- [Exercise text]:
┌──

Head of the Maronite Church from 1796 to 1809

Joseph VII Peter Tyan (born on March 15, 1760, in Beirut, Lebanon – died on February 20, 1820, in Qannubin, Lebanon) (or Youssef Tyan, Youssef Tiyen, Thian, Tian, Tyen, Al-Tiyyan, يوسف السابع تيّان) was the 66th Maronite Patriarch of Antioch from 1796 until his resignation in 1809.

==Life==

Joseph Tyan was born in Beirut, Lebanon, on March 15, 1760. He studied in Rome in the College of the Propaganda where he remained from 1773 to 1782. In 1783 and 1784 he played an important role in supporting Patriarch Joseph Estephan's reconciliation with the Roman authorities. Joseph Tyan was ordained as a priest in 1784, and he was appointed Maronite bishop of the Maronite Catholic Archeparchy of Damascus and consecrated on August 6, 1786, by Patriarch Joseph Estephan. Even if Rome judged his episcopal ordination as not in line with the current rules, Tyan was appointed Patriarchal Vicar in 1788.

After the death of Patriarch Joseph Estephan in 1793, two short-reigning Patriarchs followed, and finally on April 28, 1796, Joseph Tyan was elected patriarch, though opposed by the Khazen Sheikhes. His election was confirmed by Pope Pius VI on July 24, 1797.

In March 1801 Joseph Tyan wrote an encyclical to his faithful against the Jansenistic doctrine of Germanos Adam, thus defending papal primacy.

Patriarch Joseph Tyan took a stand against the Ottoman government, and during the French Campaign in Egypt and Syria he supported Napoleon in the siege of Acre (1799), urging Maronites to volunteer and asking Emir Bashir II to ally himself with Napoleon. Despite Tyan's hopes, Emir Bashir remained neutral and the British-Ottoman alliance defeated Napoleon at Akko.

└──

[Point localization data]
┌──

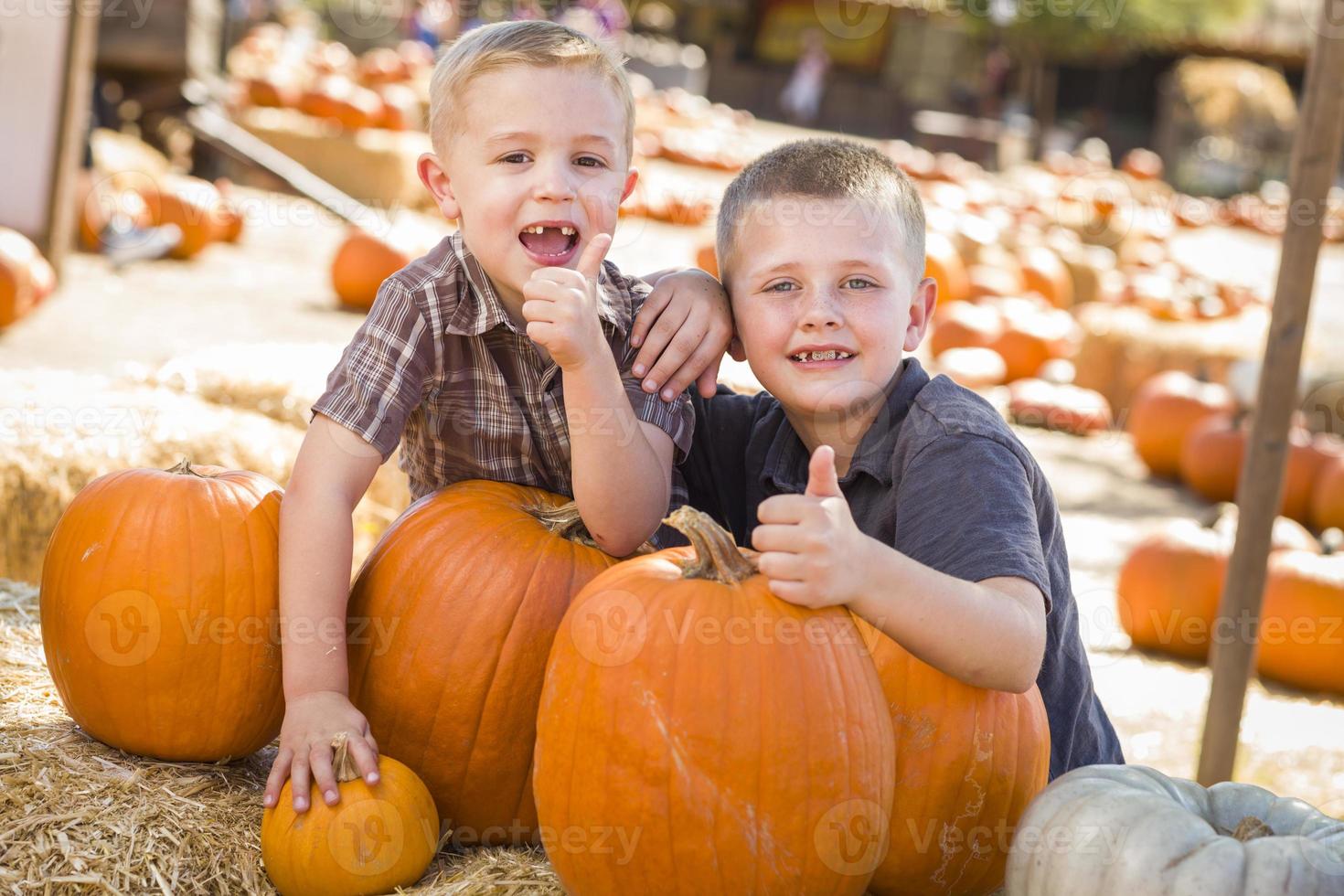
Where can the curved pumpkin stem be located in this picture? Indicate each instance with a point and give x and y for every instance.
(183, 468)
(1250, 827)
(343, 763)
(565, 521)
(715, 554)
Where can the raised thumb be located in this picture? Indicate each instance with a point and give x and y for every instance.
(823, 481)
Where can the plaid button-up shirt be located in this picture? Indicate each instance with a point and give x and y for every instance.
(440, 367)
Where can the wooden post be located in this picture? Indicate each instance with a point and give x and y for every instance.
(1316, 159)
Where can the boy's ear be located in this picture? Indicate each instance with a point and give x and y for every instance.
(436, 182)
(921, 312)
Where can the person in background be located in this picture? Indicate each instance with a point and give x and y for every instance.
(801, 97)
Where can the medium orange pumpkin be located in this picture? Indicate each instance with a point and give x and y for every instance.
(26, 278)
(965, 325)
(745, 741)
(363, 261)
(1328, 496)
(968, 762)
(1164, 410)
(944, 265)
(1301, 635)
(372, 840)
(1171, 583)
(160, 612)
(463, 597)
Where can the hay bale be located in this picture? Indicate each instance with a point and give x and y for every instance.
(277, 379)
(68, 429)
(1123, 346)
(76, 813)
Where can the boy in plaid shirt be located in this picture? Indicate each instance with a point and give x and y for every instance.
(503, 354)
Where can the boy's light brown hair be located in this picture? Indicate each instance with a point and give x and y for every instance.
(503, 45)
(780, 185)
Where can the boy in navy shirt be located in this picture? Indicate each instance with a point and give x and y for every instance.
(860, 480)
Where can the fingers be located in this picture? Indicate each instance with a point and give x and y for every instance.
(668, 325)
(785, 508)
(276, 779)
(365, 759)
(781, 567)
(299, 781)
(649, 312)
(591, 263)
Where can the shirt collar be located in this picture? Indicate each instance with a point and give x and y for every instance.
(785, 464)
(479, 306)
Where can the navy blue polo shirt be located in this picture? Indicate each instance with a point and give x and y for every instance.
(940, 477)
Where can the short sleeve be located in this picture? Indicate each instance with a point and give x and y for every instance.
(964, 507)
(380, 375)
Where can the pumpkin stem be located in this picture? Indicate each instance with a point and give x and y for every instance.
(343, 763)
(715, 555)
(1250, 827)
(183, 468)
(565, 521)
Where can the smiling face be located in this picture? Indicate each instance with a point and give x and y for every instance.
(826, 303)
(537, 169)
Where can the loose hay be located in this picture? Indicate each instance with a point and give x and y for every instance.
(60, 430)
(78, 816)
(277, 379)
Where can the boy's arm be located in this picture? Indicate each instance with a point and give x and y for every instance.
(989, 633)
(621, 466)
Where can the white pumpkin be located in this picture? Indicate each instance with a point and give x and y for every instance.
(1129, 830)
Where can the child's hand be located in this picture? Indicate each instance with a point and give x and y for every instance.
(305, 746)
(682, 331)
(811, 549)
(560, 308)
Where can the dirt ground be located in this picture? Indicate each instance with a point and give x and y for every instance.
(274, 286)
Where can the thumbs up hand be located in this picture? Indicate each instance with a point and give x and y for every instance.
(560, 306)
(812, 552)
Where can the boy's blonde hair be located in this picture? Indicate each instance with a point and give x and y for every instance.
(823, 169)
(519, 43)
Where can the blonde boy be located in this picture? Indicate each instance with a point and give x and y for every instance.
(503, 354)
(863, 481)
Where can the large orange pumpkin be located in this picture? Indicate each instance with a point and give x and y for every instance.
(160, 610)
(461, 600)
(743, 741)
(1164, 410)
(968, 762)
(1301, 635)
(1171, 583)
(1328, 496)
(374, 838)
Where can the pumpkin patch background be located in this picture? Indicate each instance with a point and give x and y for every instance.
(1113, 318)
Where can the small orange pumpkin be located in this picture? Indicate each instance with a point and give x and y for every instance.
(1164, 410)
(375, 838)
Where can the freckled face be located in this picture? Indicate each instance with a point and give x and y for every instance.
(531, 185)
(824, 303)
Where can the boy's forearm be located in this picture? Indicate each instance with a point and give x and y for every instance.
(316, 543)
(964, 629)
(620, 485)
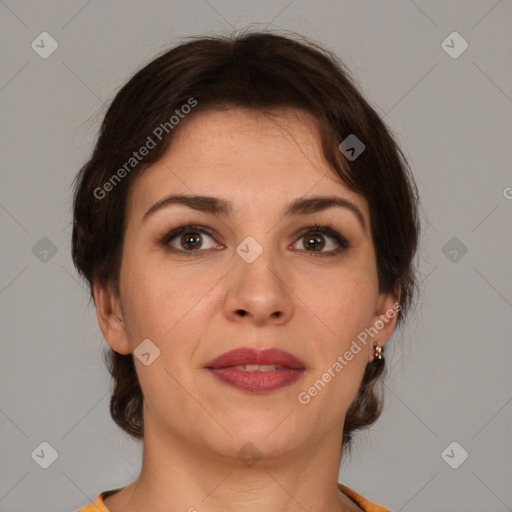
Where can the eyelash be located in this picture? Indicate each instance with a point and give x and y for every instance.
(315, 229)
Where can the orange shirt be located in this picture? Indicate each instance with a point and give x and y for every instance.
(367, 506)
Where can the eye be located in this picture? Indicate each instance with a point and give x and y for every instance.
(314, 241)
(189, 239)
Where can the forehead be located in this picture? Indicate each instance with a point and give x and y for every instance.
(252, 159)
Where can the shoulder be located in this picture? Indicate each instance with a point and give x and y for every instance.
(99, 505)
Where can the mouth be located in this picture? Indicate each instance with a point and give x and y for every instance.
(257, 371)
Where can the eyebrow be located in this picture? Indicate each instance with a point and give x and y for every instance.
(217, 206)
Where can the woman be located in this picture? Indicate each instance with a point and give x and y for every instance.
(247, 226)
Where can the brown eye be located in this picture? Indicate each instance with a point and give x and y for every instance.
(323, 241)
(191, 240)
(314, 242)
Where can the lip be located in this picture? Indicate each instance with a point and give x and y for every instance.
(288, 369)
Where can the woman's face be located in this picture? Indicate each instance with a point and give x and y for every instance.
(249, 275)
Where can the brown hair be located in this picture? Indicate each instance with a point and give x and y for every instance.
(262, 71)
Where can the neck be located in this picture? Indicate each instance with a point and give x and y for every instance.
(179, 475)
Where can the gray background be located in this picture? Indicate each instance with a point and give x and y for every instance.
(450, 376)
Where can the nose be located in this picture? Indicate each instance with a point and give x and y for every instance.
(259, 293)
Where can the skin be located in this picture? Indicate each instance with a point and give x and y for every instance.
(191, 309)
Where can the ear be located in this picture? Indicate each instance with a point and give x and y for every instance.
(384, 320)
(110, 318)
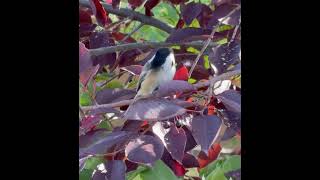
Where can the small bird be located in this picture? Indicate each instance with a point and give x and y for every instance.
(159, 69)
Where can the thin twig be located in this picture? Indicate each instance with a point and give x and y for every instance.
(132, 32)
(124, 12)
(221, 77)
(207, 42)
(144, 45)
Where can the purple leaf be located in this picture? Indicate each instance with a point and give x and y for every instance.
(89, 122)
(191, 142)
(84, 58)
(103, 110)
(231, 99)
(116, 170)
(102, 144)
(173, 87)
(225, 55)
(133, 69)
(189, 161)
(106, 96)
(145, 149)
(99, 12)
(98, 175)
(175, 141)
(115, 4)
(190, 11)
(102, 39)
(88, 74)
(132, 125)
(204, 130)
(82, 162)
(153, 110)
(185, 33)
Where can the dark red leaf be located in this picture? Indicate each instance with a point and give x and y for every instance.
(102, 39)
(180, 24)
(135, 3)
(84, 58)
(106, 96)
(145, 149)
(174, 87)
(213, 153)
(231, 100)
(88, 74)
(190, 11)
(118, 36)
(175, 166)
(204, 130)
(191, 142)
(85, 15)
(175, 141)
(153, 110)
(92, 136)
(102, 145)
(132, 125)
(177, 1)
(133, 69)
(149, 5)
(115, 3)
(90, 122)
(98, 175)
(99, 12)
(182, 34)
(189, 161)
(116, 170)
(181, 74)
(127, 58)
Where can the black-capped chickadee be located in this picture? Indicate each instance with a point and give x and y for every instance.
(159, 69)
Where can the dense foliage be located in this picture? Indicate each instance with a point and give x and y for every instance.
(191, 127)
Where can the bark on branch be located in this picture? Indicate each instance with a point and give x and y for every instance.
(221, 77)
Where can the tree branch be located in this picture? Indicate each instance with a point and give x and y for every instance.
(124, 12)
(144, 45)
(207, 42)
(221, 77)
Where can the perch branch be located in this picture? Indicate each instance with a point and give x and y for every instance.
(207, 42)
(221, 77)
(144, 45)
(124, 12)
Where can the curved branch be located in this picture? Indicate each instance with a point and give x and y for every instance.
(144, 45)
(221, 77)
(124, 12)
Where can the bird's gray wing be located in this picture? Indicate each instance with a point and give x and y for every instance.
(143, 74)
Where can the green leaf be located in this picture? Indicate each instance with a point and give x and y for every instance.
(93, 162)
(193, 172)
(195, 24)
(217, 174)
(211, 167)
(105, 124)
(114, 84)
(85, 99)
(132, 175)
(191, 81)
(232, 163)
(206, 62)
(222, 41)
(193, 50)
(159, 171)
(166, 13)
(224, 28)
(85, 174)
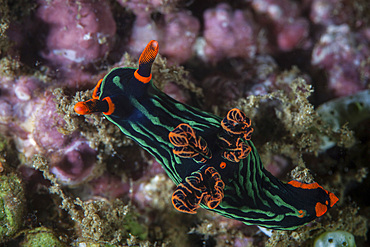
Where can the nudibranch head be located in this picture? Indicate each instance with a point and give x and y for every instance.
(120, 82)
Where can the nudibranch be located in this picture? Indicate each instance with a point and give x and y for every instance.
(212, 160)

└──

- [Problems to solve]:
- A) In the biography of Joseph Tyan, who confirmed his election as patriarch, and on what date?
- B) According to the biography of Joseph Tyan, what did his March 1801 encyclical oppose, and what did writing it defend?
- C) Carry on the biography of Joseph Tyan from its last sentence.

- [Answers]:
- A) Pope Pius VI confirmed his election on July 24, 1797.

- B) The encyclical, addressed to his faithful, opposed the Jansenistic doctrine of Germanos Adam. By writing against that doctrine, Tyan defended papal primacy.

- C)
The difficulties of the Patriarchate of Joseph Tyan increased; he came in conflict with Emir Bashir II not only for his support of Napoleon, but also for the excessive taxes the Emir imposed on the Maronite peasants. He also had to face the discontent of some of his bishops, led by the Khazen Sheikhes, who in 1800 wrote to Rome complaining that Tyan illegally took church properties and instigated discord. Actually the real reason for the Khazen Sheikhes' opposition to him seems to have been his attempt to implement reform of the administration of the monasteries, which in great measure were owned by the Sheikhes. Only Tyan's successor, John Helou, could start such reform with the 1818 synod.

Due to the above difficulties, in 1805 the Vatican appointed an Apostolic visitor in the Maronite Patriarchate, Germanos El Khazen bishop of Damascus, followed on March 7, 1807, by Aloisio Gandolfi, who took a stand against Joseph Tyan, and advised him to retire. On October 3, 1807, Patriarch Joseph Tyan wrote a letter to Rome with his resignation, that was communicated to the Maronite bishops on November 19, 1808. Consequently, Aloisio Gandolfi summoned a meeting of all the bishops in Harissa in April 1809. A short time later, on June 8, 1809, John Helou was elected Patriarch.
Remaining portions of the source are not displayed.